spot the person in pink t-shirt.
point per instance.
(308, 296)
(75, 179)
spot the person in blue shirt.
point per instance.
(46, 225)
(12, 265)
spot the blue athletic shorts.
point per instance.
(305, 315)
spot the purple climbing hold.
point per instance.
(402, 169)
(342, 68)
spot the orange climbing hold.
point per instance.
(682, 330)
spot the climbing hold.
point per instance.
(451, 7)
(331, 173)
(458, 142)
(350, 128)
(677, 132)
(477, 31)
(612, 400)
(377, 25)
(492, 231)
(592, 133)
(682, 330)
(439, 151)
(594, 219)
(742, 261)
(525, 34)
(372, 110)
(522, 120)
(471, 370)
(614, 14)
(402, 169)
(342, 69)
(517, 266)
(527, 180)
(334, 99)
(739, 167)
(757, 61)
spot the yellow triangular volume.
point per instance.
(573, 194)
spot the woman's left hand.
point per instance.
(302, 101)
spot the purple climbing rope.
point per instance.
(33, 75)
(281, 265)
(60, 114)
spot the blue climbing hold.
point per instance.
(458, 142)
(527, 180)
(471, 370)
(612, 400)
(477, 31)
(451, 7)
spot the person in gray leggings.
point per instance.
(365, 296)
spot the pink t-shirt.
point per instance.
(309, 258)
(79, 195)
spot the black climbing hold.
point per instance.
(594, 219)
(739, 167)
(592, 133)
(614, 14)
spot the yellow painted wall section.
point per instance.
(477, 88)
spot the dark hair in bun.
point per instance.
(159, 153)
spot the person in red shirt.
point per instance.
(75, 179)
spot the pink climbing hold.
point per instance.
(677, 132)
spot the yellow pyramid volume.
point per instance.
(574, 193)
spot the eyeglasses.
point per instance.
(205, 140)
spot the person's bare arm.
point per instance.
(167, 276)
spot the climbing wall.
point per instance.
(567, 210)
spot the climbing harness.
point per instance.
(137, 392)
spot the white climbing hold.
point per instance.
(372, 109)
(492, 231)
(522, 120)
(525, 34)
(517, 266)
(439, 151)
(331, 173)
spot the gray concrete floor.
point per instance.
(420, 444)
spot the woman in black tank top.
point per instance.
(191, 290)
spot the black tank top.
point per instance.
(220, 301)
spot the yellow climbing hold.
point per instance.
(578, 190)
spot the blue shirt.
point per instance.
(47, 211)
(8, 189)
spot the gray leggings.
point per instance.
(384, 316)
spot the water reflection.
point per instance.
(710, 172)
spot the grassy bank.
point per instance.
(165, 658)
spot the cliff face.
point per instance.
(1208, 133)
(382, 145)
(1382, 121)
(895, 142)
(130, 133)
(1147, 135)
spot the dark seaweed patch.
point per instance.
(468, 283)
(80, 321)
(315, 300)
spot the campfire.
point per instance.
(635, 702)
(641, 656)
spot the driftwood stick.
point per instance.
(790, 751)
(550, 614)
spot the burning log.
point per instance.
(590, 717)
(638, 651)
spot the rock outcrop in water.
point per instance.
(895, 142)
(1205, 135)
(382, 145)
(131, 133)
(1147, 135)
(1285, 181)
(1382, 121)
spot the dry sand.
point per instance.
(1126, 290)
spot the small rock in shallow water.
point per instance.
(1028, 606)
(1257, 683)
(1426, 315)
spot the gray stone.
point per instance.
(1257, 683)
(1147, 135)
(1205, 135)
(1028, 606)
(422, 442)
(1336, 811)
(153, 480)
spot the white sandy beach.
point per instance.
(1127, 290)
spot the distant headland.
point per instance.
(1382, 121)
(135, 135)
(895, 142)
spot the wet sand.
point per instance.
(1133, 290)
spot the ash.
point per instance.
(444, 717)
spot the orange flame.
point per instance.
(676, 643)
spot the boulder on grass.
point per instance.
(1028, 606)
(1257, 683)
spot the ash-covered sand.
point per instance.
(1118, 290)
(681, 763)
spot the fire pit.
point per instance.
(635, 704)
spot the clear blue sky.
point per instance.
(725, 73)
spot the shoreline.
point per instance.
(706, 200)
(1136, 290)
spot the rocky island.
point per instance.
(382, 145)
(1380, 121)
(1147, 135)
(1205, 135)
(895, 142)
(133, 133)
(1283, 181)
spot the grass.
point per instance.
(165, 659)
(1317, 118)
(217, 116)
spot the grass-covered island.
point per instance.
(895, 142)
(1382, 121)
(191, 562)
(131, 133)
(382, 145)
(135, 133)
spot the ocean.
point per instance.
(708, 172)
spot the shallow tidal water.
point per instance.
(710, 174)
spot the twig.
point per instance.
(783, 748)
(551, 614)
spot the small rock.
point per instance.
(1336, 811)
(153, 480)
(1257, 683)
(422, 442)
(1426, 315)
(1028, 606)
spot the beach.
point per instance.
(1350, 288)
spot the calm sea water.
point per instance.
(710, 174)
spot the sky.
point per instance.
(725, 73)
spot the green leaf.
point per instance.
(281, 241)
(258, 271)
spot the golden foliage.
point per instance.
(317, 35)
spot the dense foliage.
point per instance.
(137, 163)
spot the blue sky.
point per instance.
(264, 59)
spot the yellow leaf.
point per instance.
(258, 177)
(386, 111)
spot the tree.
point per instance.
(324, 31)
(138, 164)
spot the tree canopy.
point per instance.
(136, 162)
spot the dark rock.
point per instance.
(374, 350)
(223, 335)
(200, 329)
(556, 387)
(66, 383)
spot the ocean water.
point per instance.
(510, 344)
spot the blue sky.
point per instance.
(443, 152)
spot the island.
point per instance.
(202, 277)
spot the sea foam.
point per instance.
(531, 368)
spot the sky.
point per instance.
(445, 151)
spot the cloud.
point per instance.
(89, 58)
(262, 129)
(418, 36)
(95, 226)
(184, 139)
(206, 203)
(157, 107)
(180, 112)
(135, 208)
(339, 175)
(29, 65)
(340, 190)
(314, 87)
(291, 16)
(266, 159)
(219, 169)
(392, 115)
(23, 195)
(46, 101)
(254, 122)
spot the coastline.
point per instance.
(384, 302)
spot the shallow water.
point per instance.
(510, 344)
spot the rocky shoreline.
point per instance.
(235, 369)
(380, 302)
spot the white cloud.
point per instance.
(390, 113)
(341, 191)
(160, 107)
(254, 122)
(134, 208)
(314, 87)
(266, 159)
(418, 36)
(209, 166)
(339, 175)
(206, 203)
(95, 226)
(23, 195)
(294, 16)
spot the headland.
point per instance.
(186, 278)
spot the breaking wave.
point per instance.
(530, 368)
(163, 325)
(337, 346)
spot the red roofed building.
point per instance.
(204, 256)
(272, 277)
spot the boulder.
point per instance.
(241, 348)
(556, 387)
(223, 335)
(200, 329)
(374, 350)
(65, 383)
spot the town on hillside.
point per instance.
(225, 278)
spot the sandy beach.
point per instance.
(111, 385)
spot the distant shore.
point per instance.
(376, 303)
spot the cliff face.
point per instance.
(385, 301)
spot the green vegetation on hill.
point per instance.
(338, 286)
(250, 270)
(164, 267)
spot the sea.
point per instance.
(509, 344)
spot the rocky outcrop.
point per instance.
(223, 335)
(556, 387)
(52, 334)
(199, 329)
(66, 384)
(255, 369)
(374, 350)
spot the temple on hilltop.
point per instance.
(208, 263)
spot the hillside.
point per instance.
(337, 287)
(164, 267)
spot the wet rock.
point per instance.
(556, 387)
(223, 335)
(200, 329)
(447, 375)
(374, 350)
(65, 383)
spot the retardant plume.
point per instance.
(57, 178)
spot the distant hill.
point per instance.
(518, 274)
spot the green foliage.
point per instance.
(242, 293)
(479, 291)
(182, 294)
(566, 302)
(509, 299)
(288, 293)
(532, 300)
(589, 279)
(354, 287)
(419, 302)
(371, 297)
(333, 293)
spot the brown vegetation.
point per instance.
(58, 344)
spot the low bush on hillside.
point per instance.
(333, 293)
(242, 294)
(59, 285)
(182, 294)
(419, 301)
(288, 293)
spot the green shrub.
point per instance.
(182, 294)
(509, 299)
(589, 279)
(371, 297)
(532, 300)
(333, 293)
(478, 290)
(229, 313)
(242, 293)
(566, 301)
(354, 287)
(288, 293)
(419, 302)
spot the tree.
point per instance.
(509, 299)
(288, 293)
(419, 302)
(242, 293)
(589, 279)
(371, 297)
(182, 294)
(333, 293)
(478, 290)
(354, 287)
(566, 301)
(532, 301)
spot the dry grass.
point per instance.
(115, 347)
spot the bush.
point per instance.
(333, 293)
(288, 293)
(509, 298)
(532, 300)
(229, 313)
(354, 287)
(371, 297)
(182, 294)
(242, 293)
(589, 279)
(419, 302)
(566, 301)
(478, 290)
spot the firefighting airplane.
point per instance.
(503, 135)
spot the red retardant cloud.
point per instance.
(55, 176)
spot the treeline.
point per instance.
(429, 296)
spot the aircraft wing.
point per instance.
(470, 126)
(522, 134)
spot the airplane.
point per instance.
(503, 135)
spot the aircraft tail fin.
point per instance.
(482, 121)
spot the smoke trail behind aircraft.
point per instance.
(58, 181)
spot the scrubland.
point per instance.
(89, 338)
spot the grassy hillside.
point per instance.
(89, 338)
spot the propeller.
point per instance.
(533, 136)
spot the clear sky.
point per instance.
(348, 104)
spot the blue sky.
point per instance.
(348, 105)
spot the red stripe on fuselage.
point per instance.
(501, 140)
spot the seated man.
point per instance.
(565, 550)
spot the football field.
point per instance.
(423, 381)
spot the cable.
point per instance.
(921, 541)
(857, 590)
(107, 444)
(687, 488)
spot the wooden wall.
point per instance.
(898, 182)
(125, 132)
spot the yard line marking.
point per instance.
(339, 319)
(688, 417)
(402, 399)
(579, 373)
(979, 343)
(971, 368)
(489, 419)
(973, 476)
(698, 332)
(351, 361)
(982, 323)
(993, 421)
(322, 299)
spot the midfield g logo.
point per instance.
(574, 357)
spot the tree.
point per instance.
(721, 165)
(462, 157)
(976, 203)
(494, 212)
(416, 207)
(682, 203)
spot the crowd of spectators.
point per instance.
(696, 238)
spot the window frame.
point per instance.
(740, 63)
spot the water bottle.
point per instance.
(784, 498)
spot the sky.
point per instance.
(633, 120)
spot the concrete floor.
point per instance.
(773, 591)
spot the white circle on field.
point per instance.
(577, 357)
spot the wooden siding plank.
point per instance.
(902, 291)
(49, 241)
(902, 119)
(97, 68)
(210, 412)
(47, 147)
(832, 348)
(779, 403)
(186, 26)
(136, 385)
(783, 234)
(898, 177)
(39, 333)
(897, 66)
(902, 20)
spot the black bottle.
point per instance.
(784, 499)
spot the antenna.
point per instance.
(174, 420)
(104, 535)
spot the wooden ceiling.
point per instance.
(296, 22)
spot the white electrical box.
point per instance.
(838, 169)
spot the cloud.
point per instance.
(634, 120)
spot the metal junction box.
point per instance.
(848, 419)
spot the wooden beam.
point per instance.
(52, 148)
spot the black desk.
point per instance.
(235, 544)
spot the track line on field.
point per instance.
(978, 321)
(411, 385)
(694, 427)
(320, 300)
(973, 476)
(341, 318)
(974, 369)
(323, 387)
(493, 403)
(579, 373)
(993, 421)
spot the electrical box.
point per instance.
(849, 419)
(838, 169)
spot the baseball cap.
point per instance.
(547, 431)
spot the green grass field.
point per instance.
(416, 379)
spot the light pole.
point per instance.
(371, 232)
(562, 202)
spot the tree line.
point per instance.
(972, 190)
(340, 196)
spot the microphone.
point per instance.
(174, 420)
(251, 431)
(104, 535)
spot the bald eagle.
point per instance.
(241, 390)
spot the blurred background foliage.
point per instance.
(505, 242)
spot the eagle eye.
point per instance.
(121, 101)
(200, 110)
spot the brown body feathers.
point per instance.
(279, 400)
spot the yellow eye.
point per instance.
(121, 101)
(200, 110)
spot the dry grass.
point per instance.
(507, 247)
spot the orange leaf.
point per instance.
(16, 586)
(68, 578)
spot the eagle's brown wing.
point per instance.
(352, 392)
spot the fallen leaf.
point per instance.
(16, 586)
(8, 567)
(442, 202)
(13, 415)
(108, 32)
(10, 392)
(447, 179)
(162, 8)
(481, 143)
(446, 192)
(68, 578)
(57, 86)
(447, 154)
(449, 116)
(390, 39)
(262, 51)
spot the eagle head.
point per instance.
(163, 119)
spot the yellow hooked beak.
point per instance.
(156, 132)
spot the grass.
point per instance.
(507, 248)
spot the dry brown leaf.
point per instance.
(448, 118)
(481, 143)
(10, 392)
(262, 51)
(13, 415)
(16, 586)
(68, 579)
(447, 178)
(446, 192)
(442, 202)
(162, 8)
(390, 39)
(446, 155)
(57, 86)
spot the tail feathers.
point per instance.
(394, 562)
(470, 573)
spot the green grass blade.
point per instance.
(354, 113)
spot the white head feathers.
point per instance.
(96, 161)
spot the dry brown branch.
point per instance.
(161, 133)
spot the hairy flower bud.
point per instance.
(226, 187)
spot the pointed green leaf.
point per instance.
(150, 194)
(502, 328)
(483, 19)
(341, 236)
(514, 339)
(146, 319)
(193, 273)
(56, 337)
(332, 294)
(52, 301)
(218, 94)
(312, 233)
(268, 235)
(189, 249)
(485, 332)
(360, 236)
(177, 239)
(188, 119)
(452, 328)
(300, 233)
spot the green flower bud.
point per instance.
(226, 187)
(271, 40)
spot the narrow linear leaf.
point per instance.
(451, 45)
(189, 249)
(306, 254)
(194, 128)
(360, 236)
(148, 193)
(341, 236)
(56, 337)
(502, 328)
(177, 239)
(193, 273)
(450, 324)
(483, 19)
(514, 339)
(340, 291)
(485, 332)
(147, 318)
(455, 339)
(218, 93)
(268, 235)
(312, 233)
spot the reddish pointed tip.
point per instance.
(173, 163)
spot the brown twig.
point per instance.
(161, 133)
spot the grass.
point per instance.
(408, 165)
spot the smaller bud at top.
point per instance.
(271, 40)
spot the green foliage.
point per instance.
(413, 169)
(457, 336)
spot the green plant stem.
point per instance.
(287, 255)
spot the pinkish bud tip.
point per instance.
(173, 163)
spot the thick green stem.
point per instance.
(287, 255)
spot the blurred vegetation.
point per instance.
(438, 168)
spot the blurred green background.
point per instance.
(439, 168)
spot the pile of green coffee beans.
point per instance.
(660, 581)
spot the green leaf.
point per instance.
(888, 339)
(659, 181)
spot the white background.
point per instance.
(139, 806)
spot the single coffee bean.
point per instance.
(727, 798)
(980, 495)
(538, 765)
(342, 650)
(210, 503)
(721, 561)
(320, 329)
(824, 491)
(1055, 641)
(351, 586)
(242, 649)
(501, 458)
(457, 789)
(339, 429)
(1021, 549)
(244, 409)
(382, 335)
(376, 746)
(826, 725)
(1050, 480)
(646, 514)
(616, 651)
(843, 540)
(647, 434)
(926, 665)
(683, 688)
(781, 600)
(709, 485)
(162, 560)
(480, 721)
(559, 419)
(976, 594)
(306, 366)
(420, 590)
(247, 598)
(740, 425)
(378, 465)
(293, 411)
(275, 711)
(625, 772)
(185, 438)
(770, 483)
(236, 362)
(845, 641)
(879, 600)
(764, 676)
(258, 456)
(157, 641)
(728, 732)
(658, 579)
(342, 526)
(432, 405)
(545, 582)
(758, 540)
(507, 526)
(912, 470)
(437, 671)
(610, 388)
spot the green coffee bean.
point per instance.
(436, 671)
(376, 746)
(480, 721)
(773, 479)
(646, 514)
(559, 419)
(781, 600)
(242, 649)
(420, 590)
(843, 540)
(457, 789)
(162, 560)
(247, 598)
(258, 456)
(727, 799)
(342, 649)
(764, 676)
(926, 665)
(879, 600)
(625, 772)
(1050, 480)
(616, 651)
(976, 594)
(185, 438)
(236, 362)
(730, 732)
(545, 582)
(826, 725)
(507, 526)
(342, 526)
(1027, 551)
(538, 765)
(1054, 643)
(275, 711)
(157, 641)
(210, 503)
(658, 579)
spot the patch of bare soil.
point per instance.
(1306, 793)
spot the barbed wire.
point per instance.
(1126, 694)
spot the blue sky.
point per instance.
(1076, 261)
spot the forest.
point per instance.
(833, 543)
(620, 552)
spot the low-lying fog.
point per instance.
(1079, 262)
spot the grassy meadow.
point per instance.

Goal
Leave out every line before the one containing "spot the patch of bare soil."; set down that line and all remaining lines of the material exactly.

Response
spot the patch of bare soil.
point per instance.
(1306, 793)
spot the barbed wire.
point per instance.
(1126, 694)
spot the blue sky.
point per instance.
(1076, 261)
spot the forest.
point per instance.
(833, 543)
(620, 552)
spot the low-lying fog.
point per instance.
(1079, 262)
spot the grassy meadow.
point per instance.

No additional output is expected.